- **Task to carry out**
Repeat the data exactly, every last line of it.

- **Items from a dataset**

····················

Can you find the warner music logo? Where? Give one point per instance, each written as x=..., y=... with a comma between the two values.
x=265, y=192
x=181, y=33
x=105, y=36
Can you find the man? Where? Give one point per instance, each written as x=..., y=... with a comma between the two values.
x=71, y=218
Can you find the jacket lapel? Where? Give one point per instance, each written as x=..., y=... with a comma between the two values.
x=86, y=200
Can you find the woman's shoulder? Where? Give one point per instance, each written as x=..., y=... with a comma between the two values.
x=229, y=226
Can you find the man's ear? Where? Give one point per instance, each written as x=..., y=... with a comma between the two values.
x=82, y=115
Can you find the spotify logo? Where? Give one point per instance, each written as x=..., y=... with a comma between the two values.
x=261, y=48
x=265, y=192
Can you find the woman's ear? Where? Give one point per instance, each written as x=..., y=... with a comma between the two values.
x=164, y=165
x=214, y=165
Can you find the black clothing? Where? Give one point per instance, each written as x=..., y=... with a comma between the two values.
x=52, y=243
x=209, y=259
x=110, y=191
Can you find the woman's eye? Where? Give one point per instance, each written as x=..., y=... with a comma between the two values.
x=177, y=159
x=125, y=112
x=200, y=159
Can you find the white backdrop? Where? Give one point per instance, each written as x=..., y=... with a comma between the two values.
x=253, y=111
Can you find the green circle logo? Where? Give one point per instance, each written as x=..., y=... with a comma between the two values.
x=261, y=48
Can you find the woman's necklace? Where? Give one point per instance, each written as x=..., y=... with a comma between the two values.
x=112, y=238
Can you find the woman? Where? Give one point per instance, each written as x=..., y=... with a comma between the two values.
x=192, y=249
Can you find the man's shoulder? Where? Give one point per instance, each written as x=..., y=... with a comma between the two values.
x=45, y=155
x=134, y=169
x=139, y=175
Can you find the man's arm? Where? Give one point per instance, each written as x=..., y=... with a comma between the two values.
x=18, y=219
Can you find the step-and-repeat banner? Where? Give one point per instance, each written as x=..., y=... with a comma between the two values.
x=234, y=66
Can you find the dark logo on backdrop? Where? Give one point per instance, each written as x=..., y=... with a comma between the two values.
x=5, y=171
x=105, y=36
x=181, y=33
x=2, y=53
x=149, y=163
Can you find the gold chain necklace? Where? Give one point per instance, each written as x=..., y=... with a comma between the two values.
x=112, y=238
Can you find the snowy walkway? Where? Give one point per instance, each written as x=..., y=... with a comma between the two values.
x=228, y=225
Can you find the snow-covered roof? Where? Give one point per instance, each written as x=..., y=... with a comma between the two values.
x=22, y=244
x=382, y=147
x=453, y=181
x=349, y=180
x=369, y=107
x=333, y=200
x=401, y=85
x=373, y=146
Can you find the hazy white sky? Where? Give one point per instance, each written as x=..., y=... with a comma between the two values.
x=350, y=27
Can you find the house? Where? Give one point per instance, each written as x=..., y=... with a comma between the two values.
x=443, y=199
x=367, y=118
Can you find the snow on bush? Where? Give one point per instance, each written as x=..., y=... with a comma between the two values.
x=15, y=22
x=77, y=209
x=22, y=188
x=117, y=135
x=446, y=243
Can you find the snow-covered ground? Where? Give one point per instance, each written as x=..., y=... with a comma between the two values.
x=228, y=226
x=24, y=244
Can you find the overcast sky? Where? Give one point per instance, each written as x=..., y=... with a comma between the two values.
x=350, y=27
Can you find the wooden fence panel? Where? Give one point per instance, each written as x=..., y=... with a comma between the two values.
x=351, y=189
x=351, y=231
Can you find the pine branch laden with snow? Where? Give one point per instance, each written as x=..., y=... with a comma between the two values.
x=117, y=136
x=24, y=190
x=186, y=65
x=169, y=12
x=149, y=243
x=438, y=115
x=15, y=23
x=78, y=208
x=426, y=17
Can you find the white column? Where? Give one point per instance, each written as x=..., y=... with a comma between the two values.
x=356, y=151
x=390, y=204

····················

- **Exercise output**
Can you find the warner music logo? Where? Give one point per instance, each written as x=..., y=... with a comma between the two values.
x=265, y=192
x=181, y=33
x=105, y=36
Can you find the man? Where? Give one point per instance, each written as x=..., y=... with a comma between the two values.
x=71, y=218
Can you find the jacket lapel? Where? Give one point per instance, each written as x=..., y=... with a comma between the two values.
x=86, y=200
Can you find the woman's shoulder? Where? Give one point per instance, each written as x=..., y=... with a comma between the two values.
x=229, y=226
Can you find the man's ear? Where? Give one point per instance, each written as x=..., y=... with a comma between the two values.
x=82, y=115
Can you find the spotify logo? Where? Give one point per instance, each written as x=..., y=... with a comma between the two values.
x=261, y=48
x=265, y=192
Can you find the woman's ear? Where? Give one point per instance, each written as x=..., y=... with a comma between the two values.
x=164, y=165
x=214, y=165
Can you find the black clothing? Where? Give one point per instance, each written as x=..., y=... with a comma between the two values.
x=52, y=243
x=209, y=259
x=110, y=191
Can you find the woman's eye? Where? Give one point per instance, each written as x=..., y=... with a comma between the two values.
x=177, y=159
x=125, y=112
x=200, y=159
Can you find the white backdrop? Where? Give one point per instance, each written as x=..., y=... with a comma between the two values.
x=253, y=111
Can you find the green circle logo? Where? Give one point per instance, each written as x=..., y=... with a comma between the two values.
x=261, y=48
Can you find the woman's necklace? Where? Give one point per instance, each written as x=..., y=... with a comma between the two values.
x=112, y=238
Can you find the woman? Where? Give one point per instance, each written as x=..., y=... with a comma between the two values.
x=192, y=249
Can you find the man's shoulder? Where? Give one point per instance, each written as x=..., y=... with a comma between the two values.
x=45, y=155
x=134, y=169
x=139, y=175
Can you find the man's arm? Where? Give one point per instance, each written as x=..., y=... with a comma between the two values.
x=18, y=219
Can you find the step-and-repeat banner? Where? Give one point per instance, each written as x=..., y=... with a comma between the two values.
x=234, y=66
Can you find the dark logo on backdrop? Where? Give one point per instance, each written as x=..., y=... with a comma between the two values.
x=5, y=171
x=105, y=36
x=181, y=33
x=2, y=53
x=149, y=163
Can you find the gold chain necklace? Where? Give one point per instance, each written as x=..., y=... with a comma between the two values.
x=112, y=238
Can you find the snowy walkway? Where? Give one point per instance, each written as x=..., y=... with a comma between the two values.
x=228, y=225
Can you find the snow-covered roof? Where? Give one point per instance, each written as x=..., y=... with a comma between the two values.
x=22, y=244
x=382, y=147
x=453, y=181
x=349, y=180
x=369, y=107
x=333, y=200
x=401, y=85
x=373, y=146
Can you find the hazy white sky? Where? Give one point per instance, each written as x=..., y=... with a comma between the two values.
x=350, y=27
Can you find the house? Where? Give one point per instance, each written as x=..., y=... with a comma between the two values.
x=443, y=199
x=367, y=118
Can you find the snow on bush? Where? Give one point per instance, each written as x=..., y=... with a comma between the two values.
x=15, y=22
x=77, y=209
x=22, y=188
x=117, y=135
x=446, y=243
Can you find the snow-covered ground? Where? Give one point per instance, each written as x=..., y=... with a comma between the two values.
x=228, y=226
x=24, y=244
Can you find the overcast sky? Where? Give one point per instance, each written as x=..., y=... with a comma between the two values.
x=350, y=27
Can you find the wooden fence panel? Where? Give one point per instance, each written as x=..., y=... with a comma between the two values.
x=351, y=189
x=351, y=231
Can you find the pine branch laden with snow? Where? Give one point per instance, each written as x=..., y=... with a comma between the two values.
x=117, y=136
x=24, y=190
x=186, y=65
x=169, y=12
x=149, y=243
x=438, y=115
x=15, y=23
x=78, y=208
x=426, y=17
Can you find the white column? Where? Give one point per instance, each written as x=..., y=... with a comma between the two values.
x=356, y=151
x=390, y=204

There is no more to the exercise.